## What to do:
Copying nothing before it, reproduce the line that holds "Object query: weed plant" and every line after it in the data, exactly.

--------------------------------------------------

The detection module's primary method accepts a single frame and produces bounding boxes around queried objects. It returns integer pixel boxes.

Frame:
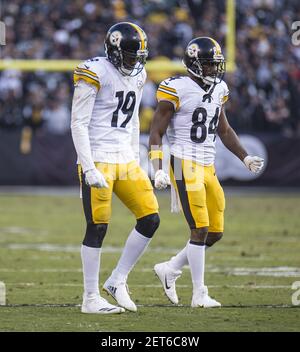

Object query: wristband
[149,150,163,160]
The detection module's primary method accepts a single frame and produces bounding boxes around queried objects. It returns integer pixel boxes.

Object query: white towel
[171,182,181,213]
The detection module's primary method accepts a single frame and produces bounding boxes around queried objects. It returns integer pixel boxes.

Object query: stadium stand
[0,0,299,135]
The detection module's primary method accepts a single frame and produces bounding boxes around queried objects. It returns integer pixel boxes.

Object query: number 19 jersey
[156,76,229,165]
[74,57,146,157]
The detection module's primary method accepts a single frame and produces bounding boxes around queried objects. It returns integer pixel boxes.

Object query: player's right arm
[148,101,174,189]
[71,64,108,188]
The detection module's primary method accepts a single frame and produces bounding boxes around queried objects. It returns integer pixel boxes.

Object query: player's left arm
[148,101,174,189]
[149,101,174,172]
[217,106,247,161]
[217,106,264,173]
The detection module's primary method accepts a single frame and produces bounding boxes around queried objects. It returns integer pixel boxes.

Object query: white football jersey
[157,75,229,165]
[74,57,146,162]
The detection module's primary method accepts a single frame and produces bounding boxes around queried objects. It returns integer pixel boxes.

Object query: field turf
[0,190,299,332]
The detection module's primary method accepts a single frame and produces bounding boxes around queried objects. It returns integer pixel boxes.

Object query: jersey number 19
[111,91,136,128]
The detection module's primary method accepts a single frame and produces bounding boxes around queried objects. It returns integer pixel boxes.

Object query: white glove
[154,170,170,190]
[243,156,264,174]
[84,168,108,188]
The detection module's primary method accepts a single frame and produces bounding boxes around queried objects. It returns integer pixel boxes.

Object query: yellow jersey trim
[158,84,177,93]
[75,67,98,78]
[222,95,229,104]
[74,73,100,90]
[156,90,179,110]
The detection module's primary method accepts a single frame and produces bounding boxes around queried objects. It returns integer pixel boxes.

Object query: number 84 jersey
[157,76,229,166]
[74,57,146,157]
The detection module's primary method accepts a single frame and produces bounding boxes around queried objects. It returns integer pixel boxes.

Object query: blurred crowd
[0,0,300,139]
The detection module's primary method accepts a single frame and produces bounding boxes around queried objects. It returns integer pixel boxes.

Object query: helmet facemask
[119,48,148,76]
[186,56,226,85]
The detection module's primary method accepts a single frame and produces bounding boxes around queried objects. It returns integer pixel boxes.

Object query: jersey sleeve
[156,78,180,110]
[73,60,101,91]
[221,81,229,104]
[141,67,147,86]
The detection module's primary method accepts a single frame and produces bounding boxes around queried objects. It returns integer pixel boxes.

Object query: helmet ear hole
[109,49,121,66]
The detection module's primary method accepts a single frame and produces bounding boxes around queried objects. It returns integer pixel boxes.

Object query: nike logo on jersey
[165,276,171,289]
[84,64,90,69]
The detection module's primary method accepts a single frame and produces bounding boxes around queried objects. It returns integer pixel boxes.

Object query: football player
[149,37,264,308]
[71,22,159,314]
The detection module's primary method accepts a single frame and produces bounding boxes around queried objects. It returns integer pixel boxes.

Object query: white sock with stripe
[81,245,101,296]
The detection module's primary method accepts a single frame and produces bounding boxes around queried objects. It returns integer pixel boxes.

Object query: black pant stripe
[81,169,93,224]
[170,155,196,229]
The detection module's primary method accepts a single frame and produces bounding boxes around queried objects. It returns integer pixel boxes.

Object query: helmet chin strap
[119,62,143,77]
[202,75,215,85]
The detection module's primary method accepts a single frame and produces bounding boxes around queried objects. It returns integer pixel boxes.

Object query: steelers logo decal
[187,43,200,58]
[110,31,122,47]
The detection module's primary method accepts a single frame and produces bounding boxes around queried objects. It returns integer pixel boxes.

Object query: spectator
[0,0,299,136]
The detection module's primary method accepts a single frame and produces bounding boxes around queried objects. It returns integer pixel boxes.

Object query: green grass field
[0,190,300,332]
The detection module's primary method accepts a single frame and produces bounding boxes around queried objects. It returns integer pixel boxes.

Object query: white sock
[168,241,188,271]
[187,241,205,291]
[168,241,210,271]
[81,245,101,296]
[110,228,151,282]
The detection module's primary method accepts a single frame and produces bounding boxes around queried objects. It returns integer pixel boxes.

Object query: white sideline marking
[3,243,179,254]
[1,242,268,260]
[4,282,293,289]
[0,266,299,277]
[0,268,82,273]
[0,227,48,236]
[206,266,300,277]
[0,281,6,305]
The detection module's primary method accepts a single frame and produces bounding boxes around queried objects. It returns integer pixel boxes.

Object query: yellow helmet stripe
[129,23,145,50]
[208,37,222,55]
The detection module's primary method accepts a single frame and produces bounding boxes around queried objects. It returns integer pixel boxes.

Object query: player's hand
[84,168,108,188]
[154,170,170,190]
[243,156,264,174]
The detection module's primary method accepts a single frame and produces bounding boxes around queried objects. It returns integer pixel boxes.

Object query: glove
[84,168,108,188]
[154,170,170,190]
[243,156,264,174]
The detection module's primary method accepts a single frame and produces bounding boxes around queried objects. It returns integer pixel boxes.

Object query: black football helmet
[183,37,226,85]
[104,22,148,77]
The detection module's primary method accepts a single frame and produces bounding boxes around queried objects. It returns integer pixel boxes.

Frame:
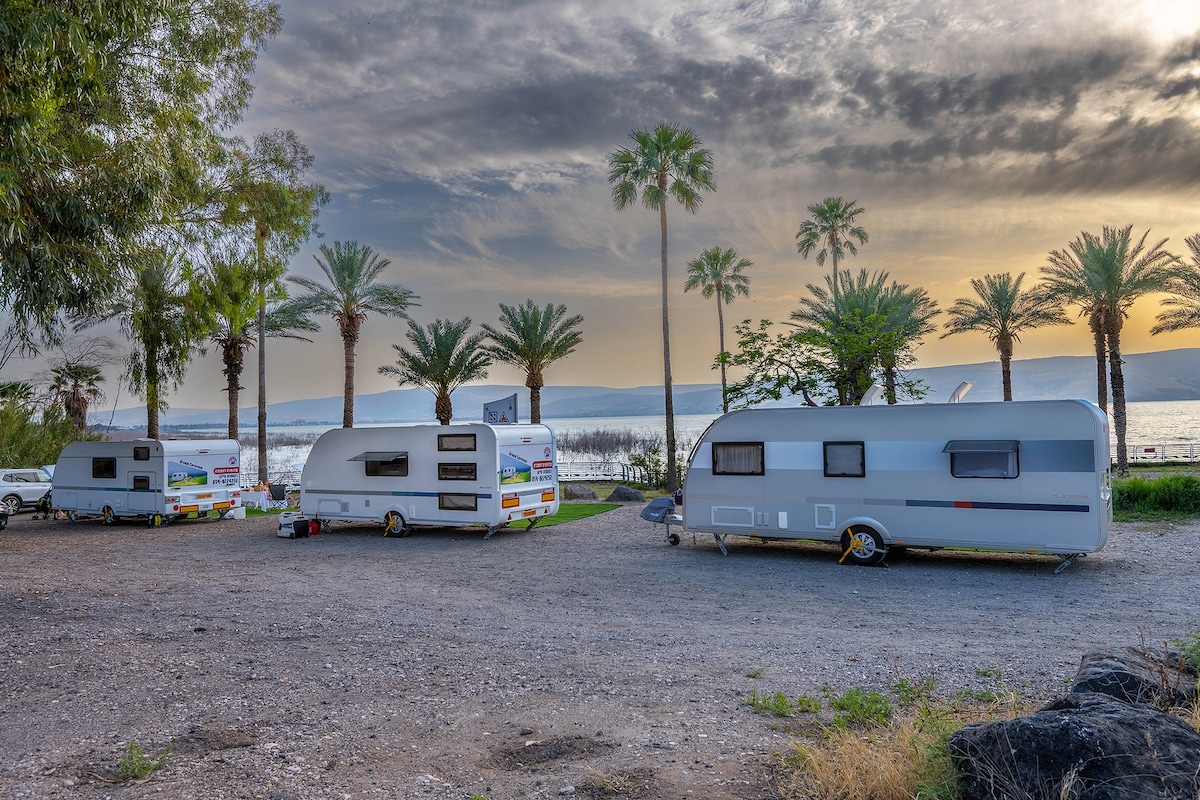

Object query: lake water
[216,400,1200,480]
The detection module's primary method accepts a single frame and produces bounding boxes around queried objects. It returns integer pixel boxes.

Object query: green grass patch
[536,503,621,527]
[1112,473,1200,521]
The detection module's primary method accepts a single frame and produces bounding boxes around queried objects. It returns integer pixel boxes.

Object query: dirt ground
[1,505,1197,799]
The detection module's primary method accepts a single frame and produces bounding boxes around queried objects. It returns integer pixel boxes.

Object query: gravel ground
[1,505,1197,800]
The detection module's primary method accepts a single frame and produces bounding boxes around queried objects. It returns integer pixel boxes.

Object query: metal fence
[557,460,647,483]
[1120,443,1200,463]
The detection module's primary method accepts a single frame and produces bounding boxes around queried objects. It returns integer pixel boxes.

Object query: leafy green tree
[795,198,869,289]
[608,123,715,492]
[722,319,824,409]
[1042,227,1179,475]
[940,273,1070,401]
[85,253,207,438]
[684,247,752,413]
[380,318,491,425]
[1151,235,1200,335]
[0,0,282,340]
[0,401,92,466]
[480,300,584,424]
[289,241,418,429]
[213,130,327,480]
[194,250,318,439]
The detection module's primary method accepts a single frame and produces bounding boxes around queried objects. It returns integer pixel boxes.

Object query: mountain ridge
[97,348,1200,428]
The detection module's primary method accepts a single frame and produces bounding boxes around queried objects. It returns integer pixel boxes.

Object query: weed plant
[1112,473,1200,520]
[112,741,169,781]
[743,689,794,717]
[827,686,893,728]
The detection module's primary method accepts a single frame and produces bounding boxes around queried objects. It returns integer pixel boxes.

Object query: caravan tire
[840,525,887,567]
[101,506,116,526]
[383,511,408,537]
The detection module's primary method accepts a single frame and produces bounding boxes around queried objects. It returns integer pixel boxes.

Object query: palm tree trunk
[527,372,544,424]
[342,334,356,428]
[999,335,1014,401]
[146,349,160,439]
[659,200,678,493]
[435,393,453,425]
[224,344,242,440]
[257,298,268,484]
[1090,310,1107,414]
[1108,328,1129,476]
[715,296,728,414]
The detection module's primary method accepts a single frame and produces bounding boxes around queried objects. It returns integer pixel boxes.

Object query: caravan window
[944,440,1019,479]
[712,442,764,476]
[365,456,409,477]
[438,463,477,481]
[132,475,150,491]
[824,442,866,477]
[92,458,117,479]
[438,434,477,452]
[133,446,150,461]
[438,492,478,511]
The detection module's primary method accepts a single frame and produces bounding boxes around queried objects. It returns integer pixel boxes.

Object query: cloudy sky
[48,0,1200,410]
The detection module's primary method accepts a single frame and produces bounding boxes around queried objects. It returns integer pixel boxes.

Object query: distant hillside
[95,348,1200,429]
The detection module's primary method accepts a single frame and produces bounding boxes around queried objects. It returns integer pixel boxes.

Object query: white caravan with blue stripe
[299,423,559,537]
[677,399,1111,570]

--------------------------------------------------

## Written answer:
Object query: weed plant
[1112,473,1200,520]
[112,741,169,781]
[743,689,794,717]
[827,686,893,728]
The detection module's primary method accepts a single frame and produces bounding boxes around queried objects. It returns integer pixel boxes.

Object query: caravan tire
[840,525,887,567]
[101,506,116,526]
[383,511,408,537]
The detection module's primary method accepts a single frame and produces bounding boxes around queried objects. It returns integer pixel boxes.

Object query: palm tree trunk
[527,372,544,424]
[342,334,356,428]
[999,335,1014,401]
[146,349,160,439]
[659,200,678,493]
[435,393,453,425]
[224,344,242,440]
[257,298,268,484]
[1090,310,1107,414]
[1108,328,1129,476]
[715,296,728,414]
The detection module's primary method accepts a single frame and produces bounding boxes around queried objects. It returns integer pixel boxes.

Object query: caravan window
[944,440,1019,479]
[712,442,764,476]
[365,456,409,477]
[438,463,477,481]
[132,475,150,491]
[824,442,866,477]
[92,458,117,479]
[438,434,477,452]
[133,446,150,461]
[438,492,478,511]
The detection module's primary method accepts a single frame and produces bounding boxes around queried objects. It returns integer pixel boxes.

Object query: cloudy sky
[48,0,1200,410]
The detection module's primary method accepts a single frame and produces bounding boxes around queried objects. It returns integer pixel boxes.

Object query: distant hillside
[95,348,1200,429]
The detection module's primary method accepts a single frame and produces bounding boxes around queried objects. It returns integer pixel boxes.

Object query: white caravan with blue stripe
[299,423,559,537]
[677,399,1111,570]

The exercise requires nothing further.